__Exercise prompt__.
Please copy the Foxtrot review below word for word, from "Forgive me for" to "the movie ends.".

Text under study Start Marker

Foxtrot

SPOILER ALERT: Given my feeling that few of you will see this film, I’ve taken the liberty to describe certain scenes central to my review.

FoxtrotThe Israeli film Foxtrot, directed by Samuel Maoz, intrigued me for several reasons. First of all, it was picked as the best foreign language film last year by the National Board of Review and won the Grand Jury prize at the Venice Film Festival. Secondly, its trailer had a tantalizing moment where it showed a young Israeli soldier guarding a remote outpost where he gave his comrades a demonstration of how to do the foxtrot dance while holding his rifle.

Nonetheless, what made this movie a colossal disappointment is that it proved to be one of the most depressing films I have seen in recent years. From the opening scene where a couple is wrongfully informed that their son has died in combat to an ending moment where the son’s van tumbles over a cliff while trying to avoid a collision with a camel, you as a viewer are left in a constant state of unrelenting emotional pain.

While the movie contains some brilliant acting, nearly every character vacillates from boredom to an emotional breakdown. Michael (Lior Ashkenazi) and Daphna (Sarah Adler) are an attractive married couple who are left gasping when they are informed of their son’s death. The mother must be drugged by an Army medical team while the father goes positively berserk. Though you want to give them space and allow them to fight through their agony given that you know little about them prior to this moment, you soon draw the conclusion that this disturbed married couple have been dancing on the edge of an emotional cliff for a long time.

Yonaton Shira plays their son Jonathan, who was the soldier who did the marvelous dance scene I referred to earlier. But other than that moment, he did little more than stare into space contemplating his loneliness.

Assigned to checking the identification of any cars passing through his assigned desolate crossroads, he inadvertently opens fire with his automatic weapon on a car containing a very attractive young woman who was smiling at him. Mistakenly believing that a beer can rolling from the vehicle was a grenade, the young woman’s smile was followed by a death warrant.

Forgive me for outlining these moments in the movie, but as noted earlier I truly doubt that most of you will take the time to see this film before it quickly leaves the theater. But if you do, take some Xanax because you will need it long before the movie ends.

Text under study End Marker
Supplied material Start Marker

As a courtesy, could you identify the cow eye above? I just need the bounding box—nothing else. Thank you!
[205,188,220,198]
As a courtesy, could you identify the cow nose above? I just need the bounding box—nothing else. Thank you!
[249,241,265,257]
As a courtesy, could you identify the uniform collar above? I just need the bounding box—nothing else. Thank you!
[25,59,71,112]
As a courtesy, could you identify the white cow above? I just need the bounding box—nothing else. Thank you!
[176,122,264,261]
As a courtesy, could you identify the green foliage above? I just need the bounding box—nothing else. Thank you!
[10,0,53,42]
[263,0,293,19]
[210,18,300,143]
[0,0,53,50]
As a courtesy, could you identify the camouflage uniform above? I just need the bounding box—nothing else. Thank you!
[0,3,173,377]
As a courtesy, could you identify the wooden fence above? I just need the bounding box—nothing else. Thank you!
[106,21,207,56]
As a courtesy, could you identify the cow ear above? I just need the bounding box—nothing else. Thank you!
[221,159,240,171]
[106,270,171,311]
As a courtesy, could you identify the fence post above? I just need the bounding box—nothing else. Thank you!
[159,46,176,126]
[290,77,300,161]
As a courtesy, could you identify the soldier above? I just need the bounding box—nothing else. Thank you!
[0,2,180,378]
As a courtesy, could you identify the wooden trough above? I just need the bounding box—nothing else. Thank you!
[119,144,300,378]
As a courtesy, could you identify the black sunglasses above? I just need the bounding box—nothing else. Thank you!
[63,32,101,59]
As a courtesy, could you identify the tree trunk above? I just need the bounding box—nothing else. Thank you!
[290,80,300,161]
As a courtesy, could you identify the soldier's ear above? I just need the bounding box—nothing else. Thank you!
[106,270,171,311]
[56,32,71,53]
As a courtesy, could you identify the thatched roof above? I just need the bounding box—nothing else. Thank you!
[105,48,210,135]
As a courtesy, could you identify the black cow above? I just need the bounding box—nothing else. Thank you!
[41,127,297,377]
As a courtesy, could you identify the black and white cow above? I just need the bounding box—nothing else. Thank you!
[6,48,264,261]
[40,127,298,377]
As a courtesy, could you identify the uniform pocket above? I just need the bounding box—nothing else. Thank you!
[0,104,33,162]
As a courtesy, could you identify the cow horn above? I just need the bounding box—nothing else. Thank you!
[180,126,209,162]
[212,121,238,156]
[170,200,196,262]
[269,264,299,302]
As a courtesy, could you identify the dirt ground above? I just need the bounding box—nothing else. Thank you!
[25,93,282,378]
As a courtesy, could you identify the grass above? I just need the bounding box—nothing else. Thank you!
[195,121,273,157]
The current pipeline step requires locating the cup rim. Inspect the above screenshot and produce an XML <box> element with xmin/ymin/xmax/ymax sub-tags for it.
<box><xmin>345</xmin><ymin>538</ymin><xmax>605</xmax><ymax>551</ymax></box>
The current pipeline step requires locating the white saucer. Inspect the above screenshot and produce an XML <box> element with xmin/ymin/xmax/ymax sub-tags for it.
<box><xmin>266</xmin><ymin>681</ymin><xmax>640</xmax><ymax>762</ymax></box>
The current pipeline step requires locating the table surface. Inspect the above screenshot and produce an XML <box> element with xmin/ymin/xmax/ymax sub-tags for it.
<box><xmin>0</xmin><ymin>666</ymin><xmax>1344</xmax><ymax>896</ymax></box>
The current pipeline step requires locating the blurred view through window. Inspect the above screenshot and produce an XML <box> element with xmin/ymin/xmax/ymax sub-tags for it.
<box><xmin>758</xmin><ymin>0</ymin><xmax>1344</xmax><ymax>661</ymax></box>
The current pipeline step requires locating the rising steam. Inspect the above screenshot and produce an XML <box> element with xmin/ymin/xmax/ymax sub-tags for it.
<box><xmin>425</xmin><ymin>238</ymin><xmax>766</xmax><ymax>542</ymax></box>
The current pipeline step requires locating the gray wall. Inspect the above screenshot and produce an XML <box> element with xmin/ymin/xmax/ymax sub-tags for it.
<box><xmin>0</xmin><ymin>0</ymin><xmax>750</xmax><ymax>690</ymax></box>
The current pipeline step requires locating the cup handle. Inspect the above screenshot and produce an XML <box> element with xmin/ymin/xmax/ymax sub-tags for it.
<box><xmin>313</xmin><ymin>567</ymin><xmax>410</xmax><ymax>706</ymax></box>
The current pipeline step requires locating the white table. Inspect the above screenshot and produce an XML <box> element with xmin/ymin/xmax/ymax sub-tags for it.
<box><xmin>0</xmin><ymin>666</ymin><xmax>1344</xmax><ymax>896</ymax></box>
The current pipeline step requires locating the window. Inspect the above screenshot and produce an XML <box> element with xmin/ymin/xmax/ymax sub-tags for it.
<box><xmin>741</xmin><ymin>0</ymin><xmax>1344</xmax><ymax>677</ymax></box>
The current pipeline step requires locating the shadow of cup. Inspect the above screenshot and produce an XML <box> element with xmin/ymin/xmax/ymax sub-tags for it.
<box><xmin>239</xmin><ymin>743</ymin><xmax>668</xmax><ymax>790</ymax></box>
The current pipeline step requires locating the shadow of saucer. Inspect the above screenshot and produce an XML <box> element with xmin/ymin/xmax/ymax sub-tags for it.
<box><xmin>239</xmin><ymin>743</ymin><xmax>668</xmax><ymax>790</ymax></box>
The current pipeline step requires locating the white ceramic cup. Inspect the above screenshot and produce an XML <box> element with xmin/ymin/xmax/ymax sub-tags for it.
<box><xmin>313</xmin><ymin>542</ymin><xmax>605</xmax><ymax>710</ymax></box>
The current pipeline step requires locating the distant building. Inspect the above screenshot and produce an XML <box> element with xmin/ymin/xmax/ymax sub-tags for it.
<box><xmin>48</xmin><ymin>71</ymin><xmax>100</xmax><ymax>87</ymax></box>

Supplied material End Marker

__Finished exercise__.
Forgive me for outlining these moments in the movie, but as noted earlier I truly doubt that most of you will take the time to see this film before it quickly leaves the theater. But if you do, take some Xanax because you will need it long before the movie ends.